▶ Passage:

◆ ◆ ◆ ◆ ◆

Reputation: 369
I'm a newbie with hadoop & hive. I want to delete certain rows in my database - which is on hive-hadoop. I know its not supported out of the box, and that hadoop is a read only file system. I'm curious about what are the best approaches for accomplishing this. If anyone has done this before, can they share their learnings/procedures?
Thanks!
Upvotes: 4
Views: 39764
Reputation: 41
INSERT OVERWRITE TABLE mytable SELECT * FROM mytable WHERE 1=0;
The above query first deletes the data files, as OVERWRITE
option is specified in the query. Next it will execute SELECT
to read the records from the table, as condition fails, SELECT
query will get zero records and insert zero records into the table.
Upvotes: 4
Reputation: 21
Or you could insert the rest of of rows (i.e., those you want to keep) into another table and then drop the old table.
Upvotes: 1
Reputation: 1630
In Big Data there really aren't deletes. That said, you can overwrite your table or partition if it isn't too big, or isolate your deletes to a particular partition like JamCon suggests.
For datasets which are not too huge, you can do something like
INSERT OVERWRITE TABLE mytable
SELECT * FROM mytable
WHERE ID NOT IN ( 'delete1', 'delete2', 'delete3');
Upvotes: 13
Reputation: 2333
The best approach is to partition your data such that the rows you want to drop are in a partition unto themselves. You can then drop the partition without impacting the rest of your table. This is a fairly sustainable model, even if your dataset grows quite large.
Upvotes: 3

◆ ◆ ◆ ◆ ◆

▶ Data extract:
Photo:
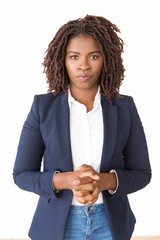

◆ ◆ ◆ ◆ ◆

▶ Task 1: Condense the paragraph of the Hive thread that begins "The best approach is to partition" into a brief list of its main points.
▶ Task 2: Transcribe word for word the stretch of the Hive thread from "For datasets which" through "grows quite large.".
Draw only on the Hive thread above when answering.

▶ Answer 1:
- Partition the data so that the rows to be dropped sit in a partition of their own.
- That partition can then be dropped without affecting the rest of the table.
- The model is fairly sustainable, even if the dataset grows quite large.

▶ Answer 2:
For datasets which are not too huge, you can do something like
INSERT OVERWRITE TABLE mytable
SELECT * FROM mytable
WHERE ID NOT IN ( 'delete1', 'delete2', 'delete3');
Upvotes: 13
Reputation: 2333
The best approach is to partition your data such that the rows you want to drop are in a partition unto themselves. You can then drop the partition without impacting the rest of your table. This is a fairly sustainable model, even if your dataset grows quite large.